## start PROVIDED DATA

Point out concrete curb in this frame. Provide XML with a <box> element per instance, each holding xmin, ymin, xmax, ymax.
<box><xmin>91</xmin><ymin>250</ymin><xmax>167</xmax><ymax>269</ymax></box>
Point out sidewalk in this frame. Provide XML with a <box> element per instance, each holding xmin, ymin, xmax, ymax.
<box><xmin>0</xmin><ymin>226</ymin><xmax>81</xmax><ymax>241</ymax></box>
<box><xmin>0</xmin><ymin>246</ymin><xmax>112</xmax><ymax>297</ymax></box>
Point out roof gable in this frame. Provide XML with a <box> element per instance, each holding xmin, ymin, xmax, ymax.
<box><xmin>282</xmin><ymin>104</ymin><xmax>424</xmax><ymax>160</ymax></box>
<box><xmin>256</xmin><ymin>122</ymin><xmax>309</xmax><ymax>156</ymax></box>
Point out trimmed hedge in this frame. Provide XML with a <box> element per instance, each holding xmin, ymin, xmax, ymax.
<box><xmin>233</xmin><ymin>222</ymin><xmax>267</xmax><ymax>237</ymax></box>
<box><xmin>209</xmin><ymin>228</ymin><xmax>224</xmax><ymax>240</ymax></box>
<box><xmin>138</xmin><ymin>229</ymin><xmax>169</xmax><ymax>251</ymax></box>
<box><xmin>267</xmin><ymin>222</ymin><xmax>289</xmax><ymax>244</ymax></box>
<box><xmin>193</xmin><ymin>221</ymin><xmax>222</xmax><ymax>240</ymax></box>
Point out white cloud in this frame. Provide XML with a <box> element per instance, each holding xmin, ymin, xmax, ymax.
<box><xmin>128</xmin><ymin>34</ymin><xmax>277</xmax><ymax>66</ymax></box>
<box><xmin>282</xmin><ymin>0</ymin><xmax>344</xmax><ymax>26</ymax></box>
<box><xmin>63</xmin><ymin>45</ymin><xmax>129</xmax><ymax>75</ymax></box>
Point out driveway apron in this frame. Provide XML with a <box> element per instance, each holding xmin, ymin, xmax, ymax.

## end PROVIDED DATA

■ REQUIRED TASK: Rewrite the entire listing, replacing "Point out" with "Locate" throughout and leaving everything else unchanged.

■ ANSWER TO THE EXERCISE:
Locate concrete curb in this frame. Provide XML with a <box> element per instance, each holding xmin, ymin, xmax, ymax.
<box><xmin>91</xmin><ymin>250</ymin><xmax>167</xmax><ymax>269</ymax></box>
Locate sidewalk in this frame. Provide XML with a <box> element per instance, each holding xmin, ymin, xmax, ymax.
<box><xmin>0</xmin><ymin>226</ymin><xmax>81</xmax><ymax>241</ymax></box>
<box><xmin>0</xmin><ymin>246</ymin><xmax>112</xmax><ymax>297</ymax></box>
Locate roof gable in this frame. Provide XML with a <box> element per instance, each holding xmin, ymin, xmax, ymax.
<box><xmin>282</xmin><ymin>104</ymin><xmax>424</xmax><ymax>160</ymax></box>
<box><xmin>256</xmin><ymin>122</ymin><xmax>309</xmax><ymax>156</ymax></box>
Locate trimmed hedge in this frame. Provide XML with a <box> element per instance, each holding xmin, ymin, xmax, ymax.
<box><xmin>233</xmin><ymin>222</ymin><xmax>267</xmax><ymax>237</ymax></box>
<box><xmin>209</xmin><ymin>228</ymin><xmax>224</xmax><ymax>240</ymax></box>
<box><xmin>138</xmin><ymin>229</ymin><xmax>169</xmax><ymax>251</ymax></box>
<box><xmin>267</xmin><ymin>222</ymin><xmax>289</xmax><ymax>244</ymax></box>
<box><xmin>193</xmin><ymin>221</ymin><xmax>222</xmax><ymax>240</ymax></box>
Locate white cloud in this frame. Provide XML with a <box> element per instance, each holding xmin, ymin, xmax, ymax.
<box><xmin>128</xmin><ymin>34</ymin><xmax>277</xmax><ymax>66</ymax></box>
<box><xmin>282</xmin><ymin>0</ymin><xmax>344</xmax><ymax>26</ymax></box>
<box><xmin>63</xmin><ymin>45</ymin><xmax>129</xmax><ymax>75</ymax></box>
Locate driveway apron in this frame. Provide XML with a <box> element per instance, each holding xmin, ymin, xmax, ymax.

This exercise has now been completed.